Herb Marinated Sirloin with Roasted Asparagus and Tomatoes:  This is the stand-out recipe of all the ones we tried.  Put the rub on the steak, let it sit around for a while, then pan-fry it.  While the steak is resting after it's cooked, roast the asparagus and tomatoes in the oven for less than 10 minutes.  Perfectly done, perfectly complementary, and really, really tasty.  We'll definitely be making this one again, and I'll be using the asparagus/tomato technique a lot.  We love our asparagus around here!

Curried Chicken Salad with Peanuts: This was the only disappointment in the bunch.  It tasted fine, and the mix of textures in the salad was nice with the tender chicken and crunchy veggies and peanuts.  But the recipe makes an insane amount of dressing for the amounts of salad ingredients, and if you follow the recipe, you're making the dressing in the serving bowl before adding the veggies, so you don't know until it's too late that you're actually making soup.  Seriously, we saved half of this for leftovers the next day, and in the 7" tall plastic container we used, at least 3.5" at the bottom was sauce.  If I made this again (which I probably won't - curried chicken salad just doesn't do it for me), I'd make the dressing seperately and add it at the last minute in small increments.  You could always pass the extra at the table in case anyone wants theirs drowned in dressing like the original recipe suggests.

Vietnamese Style Vegetables with Rice Noodles:  This is the only one I can't find online already, and it's so good, I can't resist sharing the recipe with you.  Considering how few ingredients are in the sauce, this has a remarkable depth of flavor ... sweet/tangy/spicy/smoky.  Yum!  My only quibble is that the directions given in the recipe for cooking the rice noodles didn't match the ones on the package, and I should have followed the package instructions.  There was a little bit of last-minute panicked improvisational rice noodle cooking, but I think it turned out okay anyway.

- INFORMATION GIVEN -

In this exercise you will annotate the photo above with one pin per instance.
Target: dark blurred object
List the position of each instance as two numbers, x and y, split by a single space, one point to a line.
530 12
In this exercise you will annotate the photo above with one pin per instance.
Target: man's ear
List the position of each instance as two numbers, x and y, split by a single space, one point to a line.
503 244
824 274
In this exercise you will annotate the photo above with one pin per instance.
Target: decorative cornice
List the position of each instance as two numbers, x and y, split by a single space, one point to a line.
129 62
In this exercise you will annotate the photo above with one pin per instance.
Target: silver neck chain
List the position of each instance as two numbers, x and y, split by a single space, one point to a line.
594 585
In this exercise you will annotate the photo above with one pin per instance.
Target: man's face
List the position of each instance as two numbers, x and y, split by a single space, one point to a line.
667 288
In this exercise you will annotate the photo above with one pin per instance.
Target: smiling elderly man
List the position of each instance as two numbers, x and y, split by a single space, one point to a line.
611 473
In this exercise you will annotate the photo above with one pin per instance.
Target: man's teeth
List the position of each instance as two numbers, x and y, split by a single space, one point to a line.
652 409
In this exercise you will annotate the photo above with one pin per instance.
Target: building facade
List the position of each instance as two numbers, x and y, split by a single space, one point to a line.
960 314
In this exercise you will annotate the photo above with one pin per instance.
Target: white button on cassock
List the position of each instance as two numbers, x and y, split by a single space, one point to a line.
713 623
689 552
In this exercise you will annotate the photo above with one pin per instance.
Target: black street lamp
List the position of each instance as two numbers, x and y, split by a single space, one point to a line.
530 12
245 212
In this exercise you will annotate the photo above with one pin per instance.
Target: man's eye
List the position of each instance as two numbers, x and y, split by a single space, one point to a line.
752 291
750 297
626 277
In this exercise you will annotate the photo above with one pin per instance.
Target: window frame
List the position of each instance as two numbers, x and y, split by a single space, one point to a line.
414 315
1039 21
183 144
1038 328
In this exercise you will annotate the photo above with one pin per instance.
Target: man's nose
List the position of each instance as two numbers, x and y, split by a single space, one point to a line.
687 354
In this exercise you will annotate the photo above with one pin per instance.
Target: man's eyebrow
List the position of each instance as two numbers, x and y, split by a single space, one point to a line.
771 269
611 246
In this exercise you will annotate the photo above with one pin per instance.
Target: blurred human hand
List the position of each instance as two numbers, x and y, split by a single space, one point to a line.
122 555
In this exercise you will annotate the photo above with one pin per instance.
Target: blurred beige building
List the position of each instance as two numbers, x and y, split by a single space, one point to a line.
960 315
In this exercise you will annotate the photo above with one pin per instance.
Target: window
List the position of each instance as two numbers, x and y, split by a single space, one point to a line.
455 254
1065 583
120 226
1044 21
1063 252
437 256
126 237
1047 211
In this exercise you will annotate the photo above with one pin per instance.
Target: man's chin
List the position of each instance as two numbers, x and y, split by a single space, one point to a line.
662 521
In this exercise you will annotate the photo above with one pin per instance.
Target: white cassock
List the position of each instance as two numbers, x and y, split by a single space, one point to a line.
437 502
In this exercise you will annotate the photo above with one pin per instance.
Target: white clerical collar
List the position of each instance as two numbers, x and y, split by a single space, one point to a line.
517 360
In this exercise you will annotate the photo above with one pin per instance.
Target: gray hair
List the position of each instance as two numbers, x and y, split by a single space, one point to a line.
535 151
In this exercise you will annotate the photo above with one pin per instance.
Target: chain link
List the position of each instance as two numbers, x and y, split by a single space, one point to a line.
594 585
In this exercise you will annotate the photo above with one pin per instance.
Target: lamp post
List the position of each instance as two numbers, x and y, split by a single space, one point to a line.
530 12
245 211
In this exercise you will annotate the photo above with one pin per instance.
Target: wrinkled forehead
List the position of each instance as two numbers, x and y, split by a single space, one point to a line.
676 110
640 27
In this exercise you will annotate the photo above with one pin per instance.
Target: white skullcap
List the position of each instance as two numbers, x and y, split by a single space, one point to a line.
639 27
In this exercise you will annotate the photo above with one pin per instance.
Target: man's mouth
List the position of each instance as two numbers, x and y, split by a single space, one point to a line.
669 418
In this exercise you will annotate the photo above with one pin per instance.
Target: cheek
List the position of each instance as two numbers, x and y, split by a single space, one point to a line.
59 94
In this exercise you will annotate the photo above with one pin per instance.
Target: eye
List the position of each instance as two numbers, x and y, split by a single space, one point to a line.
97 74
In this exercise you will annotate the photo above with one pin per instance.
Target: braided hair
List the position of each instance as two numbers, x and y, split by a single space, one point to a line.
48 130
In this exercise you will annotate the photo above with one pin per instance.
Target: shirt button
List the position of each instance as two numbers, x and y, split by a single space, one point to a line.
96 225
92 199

- GOALS -
1. Could you rewrite the part of the recipe reviews that opens with the words containing "Vietnamese Style Vegetables" and closes with "out okay anyway.", replacing "remarkable" with "surprising"?
2. Can you carry the recipe reviews on from their last sentence with the next part?

- ANSWERS BELOW -
1.
Vietnamese Style Vegetables with Rice Noodles:  This is the only one I can't find online already, and it's so good, I can't resist sharing the recipe with you.  Considering how few ingredients are in the sauce, this has a surprising depth of flavor ... sweet/tangy/spicy/smoky.  Yum!  My only quibble is that the directions given in the recipe for cooking the rice noodles didn't match the ones on the package, and I should have followed the package instructions.  There was a little bit of last-minute panicked improvisational rice noodle cooking, but I think it turned out okay anyway.

2.
Vietnamese Style Vegetables with Rice Noodles 

2 ounces rice noodles
1 tablespoon chili paste (from a jar)
1 tablespoon Asian fish sauce
1 tablespoon fresh lime juice
1 tablespoon rice vinegar
2 tablespoons extra-virgin olive oil
1 large head broccoli, cut into small florets (4 cups)
1 medium red bell pepper, thinly sliced
1 medium red onion, thinly sliced
1 medium zucchini, halved lengthwise and thinly sliced into half-moons
1/4 cup finely chopped fresh cilantro
4 lime wedges

Cook noodles according to package directions.  Drain and set aside.

While noodles are cooking, in a small bowl whisk together chili paste, fish sauce, lime juice, and vinegar.

In a large nonstick skillet, heat 1 tablespoon of the oil over medium-high heat.  Add broccoli and toss to coat; cook, tossing gently, until tender, about 4 minutes.  Transfer broccoli to a plate.

Add remaining 1 tablespoon oil to the skillet and heat over medium-high heat.  Add pepper, onion, and zucchini; cook, stirring frequently, until vegetables are just beginning to soften, about 4 minutes.  Return broccoli to the skillet and cook, stirring occasionally, for 3 minutes more.  Stir in chili paste mixture, cover, and cook 1 minute more.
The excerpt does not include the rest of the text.